Risk factors, sequential organ failure assessment and model for end-stage liver disease scores for predicting short term mortality in cirrhotic patients admitted to intensive care unit

E Cholongitas, M Senzolo, D Patch, K Kwong, V Nikolopoulou, G Leandro, S Shaw, A K Burroughs
Alimentary Pharmacology & Therapeutics 2006 April 1, 23 (7): 883-93

BACKGROUND: Prognostic scores in an intensive care unit (ICU) evaluate outcomes, but derive from cohorts containing few cirrhotic patients.

AIMS: To evaluate 6-week mortality in cirrhotic patients admitted to an ICU, and to compare general and liver-specific prognostic scores.

METHODS: A total of 312 consecutive cirrhotic patients (65% alcoholic; mean age 49.6 years). Multivariable logistic regression to evaluate admission factors associated with survival. Child-Pugh, Model for End-stage Liver Disease (MELD), Acute Physiology and Chronic Health Evaluation (APACHE) II and Sequential Organ Failure Assessment (SOFA) scores were compared by receiver operating characteristic curves.

→ **Extracted information**:
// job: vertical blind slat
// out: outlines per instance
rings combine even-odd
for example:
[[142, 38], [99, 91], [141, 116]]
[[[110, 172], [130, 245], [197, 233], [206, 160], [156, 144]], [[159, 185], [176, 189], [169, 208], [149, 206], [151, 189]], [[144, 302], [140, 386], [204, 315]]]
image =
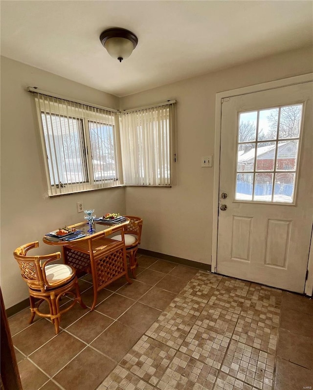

→ **What to work on**:
Can you reproduce the cirrhosis abstract word for word, everything from "E Cholongitas, M" down to "few cirrhotic patients."? The listing has no connection to the cirrhosis abstract.

→ **Problem solution**:
E Cholongitas, M Senzolo, D Patch, K Kwong, V Nikolopoulou, G Leandro, S Shaw, A K Burroughs
Alimentary Pharmacology & Therapeutics 2006 April 1, 23 (7): 883-93

BACKGROUND: Prognostic scores in an intensive care unit (ICU) evaluate outcomes, but derive from cohorts containing few cirrhotic patients.